## START Records shown

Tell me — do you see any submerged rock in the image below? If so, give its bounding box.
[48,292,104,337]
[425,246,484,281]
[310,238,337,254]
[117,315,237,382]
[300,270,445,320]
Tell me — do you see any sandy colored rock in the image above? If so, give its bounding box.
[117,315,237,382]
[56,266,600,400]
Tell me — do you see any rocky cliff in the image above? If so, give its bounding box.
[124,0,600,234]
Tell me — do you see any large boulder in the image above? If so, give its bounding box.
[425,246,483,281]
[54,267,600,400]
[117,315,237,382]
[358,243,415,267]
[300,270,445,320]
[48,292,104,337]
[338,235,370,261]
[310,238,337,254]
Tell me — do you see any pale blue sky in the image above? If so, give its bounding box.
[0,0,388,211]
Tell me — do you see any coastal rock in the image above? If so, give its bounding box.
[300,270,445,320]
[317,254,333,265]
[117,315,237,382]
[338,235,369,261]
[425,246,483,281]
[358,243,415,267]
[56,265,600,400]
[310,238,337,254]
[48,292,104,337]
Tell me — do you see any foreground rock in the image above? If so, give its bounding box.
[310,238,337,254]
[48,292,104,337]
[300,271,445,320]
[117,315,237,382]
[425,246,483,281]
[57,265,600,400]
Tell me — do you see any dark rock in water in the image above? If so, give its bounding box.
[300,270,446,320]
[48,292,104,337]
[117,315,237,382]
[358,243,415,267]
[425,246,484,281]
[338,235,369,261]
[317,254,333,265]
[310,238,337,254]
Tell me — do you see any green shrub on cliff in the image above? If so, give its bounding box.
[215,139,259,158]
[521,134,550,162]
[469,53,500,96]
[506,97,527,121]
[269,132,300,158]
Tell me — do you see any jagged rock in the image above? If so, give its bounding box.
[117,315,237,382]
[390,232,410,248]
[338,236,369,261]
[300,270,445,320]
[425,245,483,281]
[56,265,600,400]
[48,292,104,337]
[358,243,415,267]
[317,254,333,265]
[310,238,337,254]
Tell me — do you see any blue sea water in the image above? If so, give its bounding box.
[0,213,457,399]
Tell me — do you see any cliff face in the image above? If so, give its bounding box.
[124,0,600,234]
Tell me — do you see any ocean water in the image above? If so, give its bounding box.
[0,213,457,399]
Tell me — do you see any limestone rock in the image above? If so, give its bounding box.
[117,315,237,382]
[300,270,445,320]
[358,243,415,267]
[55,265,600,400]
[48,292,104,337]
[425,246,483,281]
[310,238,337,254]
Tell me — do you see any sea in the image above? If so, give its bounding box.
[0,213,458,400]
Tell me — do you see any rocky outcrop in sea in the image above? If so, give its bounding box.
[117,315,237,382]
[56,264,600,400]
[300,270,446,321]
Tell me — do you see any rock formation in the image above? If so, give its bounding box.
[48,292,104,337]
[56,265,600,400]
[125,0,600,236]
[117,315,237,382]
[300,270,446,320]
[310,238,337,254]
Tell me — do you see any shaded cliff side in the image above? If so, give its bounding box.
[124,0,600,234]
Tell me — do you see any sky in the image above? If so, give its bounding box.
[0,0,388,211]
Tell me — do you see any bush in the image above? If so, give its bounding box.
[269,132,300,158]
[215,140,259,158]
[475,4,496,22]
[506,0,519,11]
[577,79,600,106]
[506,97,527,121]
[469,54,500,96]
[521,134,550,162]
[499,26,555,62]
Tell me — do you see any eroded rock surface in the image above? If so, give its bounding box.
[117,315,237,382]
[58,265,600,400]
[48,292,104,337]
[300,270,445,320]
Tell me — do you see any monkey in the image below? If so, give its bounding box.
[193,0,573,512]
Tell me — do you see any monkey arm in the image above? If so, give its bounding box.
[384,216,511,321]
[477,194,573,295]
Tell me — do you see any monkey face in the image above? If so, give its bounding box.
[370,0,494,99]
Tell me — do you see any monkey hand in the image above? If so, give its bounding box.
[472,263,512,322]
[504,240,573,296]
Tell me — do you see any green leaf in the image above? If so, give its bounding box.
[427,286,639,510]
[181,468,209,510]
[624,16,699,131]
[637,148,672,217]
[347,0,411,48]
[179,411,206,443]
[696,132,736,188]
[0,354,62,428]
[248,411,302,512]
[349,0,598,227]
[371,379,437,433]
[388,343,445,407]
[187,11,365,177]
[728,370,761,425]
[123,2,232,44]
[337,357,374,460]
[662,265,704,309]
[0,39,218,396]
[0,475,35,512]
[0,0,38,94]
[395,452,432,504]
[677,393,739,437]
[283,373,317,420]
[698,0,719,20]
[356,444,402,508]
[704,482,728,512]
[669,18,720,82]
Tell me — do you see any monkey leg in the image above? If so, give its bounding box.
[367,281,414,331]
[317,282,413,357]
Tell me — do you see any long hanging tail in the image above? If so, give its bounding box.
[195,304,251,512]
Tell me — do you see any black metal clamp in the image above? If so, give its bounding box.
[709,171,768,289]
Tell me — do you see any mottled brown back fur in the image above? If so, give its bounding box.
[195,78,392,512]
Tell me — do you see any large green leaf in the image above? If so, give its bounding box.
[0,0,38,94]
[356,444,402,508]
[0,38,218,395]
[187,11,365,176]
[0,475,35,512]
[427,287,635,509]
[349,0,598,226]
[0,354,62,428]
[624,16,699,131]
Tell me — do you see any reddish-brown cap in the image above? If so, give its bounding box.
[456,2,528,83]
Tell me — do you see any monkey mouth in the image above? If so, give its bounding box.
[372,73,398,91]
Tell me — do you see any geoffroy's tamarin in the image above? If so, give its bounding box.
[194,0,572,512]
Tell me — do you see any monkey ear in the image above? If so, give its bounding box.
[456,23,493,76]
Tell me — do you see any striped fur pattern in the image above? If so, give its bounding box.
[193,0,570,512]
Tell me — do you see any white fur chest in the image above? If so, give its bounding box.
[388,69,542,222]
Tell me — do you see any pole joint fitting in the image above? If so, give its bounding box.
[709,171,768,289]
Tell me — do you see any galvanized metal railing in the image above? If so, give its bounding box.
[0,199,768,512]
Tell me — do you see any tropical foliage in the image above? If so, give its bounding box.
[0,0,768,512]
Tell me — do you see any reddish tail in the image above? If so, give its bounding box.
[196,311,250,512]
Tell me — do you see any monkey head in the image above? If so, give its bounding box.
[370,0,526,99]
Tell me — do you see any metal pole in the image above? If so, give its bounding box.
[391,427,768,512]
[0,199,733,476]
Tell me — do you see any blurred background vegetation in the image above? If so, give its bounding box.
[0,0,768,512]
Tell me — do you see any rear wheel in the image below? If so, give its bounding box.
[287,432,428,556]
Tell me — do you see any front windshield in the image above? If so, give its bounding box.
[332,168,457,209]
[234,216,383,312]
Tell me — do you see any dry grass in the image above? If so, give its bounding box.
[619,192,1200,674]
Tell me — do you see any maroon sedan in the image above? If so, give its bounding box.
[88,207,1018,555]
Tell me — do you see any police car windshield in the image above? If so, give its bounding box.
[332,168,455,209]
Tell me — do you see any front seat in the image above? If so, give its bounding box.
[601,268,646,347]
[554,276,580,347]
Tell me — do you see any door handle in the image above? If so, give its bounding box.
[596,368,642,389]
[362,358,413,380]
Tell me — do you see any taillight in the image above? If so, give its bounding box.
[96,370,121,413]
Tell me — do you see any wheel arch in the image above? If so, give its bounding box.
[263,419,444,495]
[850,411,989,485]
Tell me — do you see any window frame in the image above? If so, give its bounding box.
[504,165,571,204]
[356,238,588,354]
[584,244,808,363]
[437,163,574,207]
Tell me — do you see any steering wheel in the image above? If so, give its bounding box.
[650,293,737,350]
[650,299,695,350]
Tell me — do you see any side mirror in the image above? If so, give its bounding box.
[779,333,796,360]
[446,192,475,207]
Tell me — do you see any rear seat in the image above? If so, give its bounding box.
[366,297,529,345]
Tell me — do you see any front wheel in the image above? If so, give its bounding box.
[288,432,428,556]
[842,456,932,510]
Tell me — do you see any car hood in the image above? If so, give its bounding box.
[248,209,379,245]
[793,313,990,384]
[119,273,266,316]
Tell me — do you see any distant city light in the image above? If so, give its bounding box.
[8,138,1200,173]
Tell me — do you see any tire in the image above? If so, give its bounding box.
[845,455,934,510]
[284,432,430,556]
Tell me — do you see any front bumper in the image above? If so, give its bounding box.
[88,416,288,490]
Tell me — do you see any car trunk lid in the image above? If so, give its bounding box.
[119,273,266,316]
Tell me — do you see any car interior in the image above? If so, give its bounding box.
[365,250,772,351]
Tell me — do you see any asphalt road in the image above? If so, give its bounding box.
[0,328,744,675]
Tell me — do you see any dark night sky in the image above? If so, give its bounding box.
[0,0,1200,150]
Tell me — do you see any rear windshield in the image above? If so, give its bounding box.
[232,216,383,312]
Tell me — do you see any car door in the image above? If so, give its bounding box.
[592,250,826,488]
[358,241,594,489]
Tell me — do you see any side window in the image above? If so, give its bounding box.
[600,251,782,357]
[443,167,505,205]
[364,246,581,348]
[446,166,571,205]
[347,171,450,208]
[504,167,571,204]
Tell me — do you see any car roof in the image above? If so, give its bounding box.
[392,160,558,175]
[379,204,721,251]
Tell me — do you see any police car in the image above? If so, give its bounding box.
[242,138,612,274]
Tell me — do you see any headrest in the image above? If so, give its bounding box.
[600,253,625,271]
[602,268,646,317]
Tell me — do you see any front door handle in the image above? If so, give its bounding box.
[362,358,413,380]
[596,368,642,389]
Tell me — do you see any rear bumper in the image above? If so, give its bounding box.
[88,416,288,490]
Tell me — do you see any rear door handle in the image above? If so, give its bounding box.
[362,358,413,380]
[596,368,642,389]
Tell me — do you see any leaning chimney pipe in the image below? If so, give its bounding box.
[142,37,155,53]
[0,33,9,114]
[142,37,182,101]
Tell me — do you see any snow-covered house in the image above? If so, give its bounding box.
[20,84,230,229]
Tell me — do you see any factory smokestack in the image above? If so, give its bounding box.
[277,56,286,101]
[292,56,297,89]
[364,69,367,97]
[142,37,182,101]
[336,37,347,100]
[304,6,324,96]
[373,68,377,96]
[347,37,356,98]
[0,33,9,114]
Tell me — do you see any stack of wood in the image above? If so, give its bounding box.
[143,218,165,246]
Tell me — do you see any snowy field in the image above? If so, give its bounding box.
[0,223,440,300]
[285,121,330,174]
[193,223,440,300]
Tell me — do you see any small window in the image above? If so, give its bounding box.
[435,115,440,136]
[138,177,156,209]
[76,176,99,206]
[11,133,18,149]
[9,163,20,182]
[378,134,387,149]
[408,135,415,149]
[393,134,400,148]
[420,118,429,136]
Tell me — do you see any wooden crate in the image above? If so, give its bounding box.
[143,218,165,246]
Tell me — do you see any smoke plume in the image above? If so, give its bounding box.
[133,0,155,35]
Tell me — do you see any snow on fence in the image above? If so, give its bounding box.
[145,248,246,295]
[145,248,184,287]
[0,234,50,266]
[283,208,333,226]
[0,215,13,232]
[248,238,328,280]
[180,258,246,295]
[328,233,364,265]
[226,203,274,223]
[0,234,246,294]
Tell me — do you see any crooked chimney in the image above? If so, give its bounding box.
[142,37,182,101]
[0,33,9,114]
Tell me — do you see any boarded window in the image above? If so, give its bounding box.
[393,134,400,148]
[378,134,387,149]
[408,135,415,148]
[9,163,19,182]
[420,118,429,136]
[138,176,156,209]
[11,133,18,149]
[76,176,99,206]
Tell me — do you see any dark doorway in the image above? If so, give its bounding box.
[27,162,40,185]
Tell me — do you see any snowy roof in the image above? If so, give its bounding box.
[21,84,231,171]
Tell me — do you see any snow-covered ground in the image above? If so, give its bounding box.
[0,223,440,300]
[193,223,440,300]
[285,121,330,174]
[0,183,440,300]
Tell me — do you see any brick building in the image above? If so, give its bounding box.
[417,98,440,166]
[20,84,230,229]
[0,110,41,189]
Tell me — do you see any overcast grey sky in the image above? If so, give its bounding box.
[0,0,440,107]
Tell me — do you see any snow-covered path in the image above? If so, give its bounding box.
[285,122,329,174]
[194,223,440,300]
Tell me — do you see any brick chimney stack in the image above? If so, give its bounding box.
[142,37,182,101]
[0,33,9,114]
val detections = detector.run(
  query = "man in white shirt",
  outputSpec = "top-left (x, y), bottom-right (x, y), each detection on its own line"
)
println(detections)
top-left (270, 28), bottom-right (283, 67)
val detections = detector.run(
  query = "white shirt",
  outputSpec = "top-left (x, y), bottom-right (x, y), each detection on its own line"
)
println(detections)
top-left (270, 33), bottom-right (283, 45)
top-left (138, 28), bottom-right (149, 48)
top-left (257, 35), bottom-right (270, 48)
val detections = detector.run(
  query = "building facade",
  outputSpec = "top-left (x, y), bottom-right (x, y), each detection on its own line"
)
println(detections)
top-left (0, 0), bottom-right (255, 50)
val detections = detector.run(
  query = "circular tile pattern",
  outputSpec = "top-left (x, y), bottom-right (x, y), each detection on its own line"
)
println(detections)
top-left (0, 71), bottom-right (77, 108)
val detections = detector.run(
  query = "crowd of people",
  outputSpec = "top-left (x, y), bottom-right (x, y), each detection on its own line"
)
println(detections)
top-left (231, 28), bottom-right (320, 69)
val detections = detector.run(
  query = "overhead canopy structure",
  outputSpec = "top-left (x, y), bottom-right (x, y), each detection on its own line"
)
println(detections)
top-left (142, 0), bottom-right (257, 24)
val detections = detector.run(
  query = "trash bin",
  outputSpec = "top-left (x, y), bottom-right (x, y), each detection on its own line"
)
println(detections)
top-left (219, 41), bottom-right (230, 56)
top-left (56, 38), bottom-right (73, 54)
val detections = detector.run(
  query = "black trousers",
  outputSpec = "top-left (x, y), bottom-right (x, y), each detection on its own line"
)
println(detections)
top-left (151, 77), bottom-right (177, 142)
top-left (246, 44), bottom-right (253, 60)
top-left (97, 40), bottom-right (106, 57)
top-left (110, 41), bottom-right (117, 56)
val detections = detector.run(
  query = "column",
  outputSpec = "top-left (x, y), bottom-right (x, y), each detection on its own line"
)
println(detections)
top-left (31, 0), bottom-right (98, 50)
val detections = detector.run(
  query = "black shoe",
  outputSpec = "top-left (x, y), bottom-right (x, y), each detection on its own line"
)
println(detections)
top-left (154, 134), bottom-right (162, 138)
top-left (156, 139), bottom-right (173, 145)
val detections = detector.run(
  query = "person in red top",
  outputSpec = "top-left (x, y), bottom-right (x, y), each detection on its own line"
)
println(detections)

## END Records shown

## Your goal
Rewrite the part of the listing that opens with the line containing "Tell me — do you see any dry" and closes with the line containing "[96,370,121,413]", putting "dark red sedan" in place of "maroon sedan" and leaving everything else unchanged.

## Exercise result
Tell me — do you see any dry grass in the image above? If so, give its bounding box.
[619,192,1200,674]
Tell me — do you see any dark red sedan in the image above? If so, give its bounding box.
[88,207,1018,555]
Tell me — do you see any police car windshield in the image above? If so, give its bounding box.
[332,168,455,209]
Tell me — do you see any front seat in the image above? If so, give its bounding box.
[601,268,646,347]
[554,276,580,347]
Tell me — do you see any door handle in the image above? If so, give its bounding box.
[596,368,642,389]
[362,358,413,380]
Tell me — do you see any taillight in the image above? If so, give its bounding box.
[96,370,121,413]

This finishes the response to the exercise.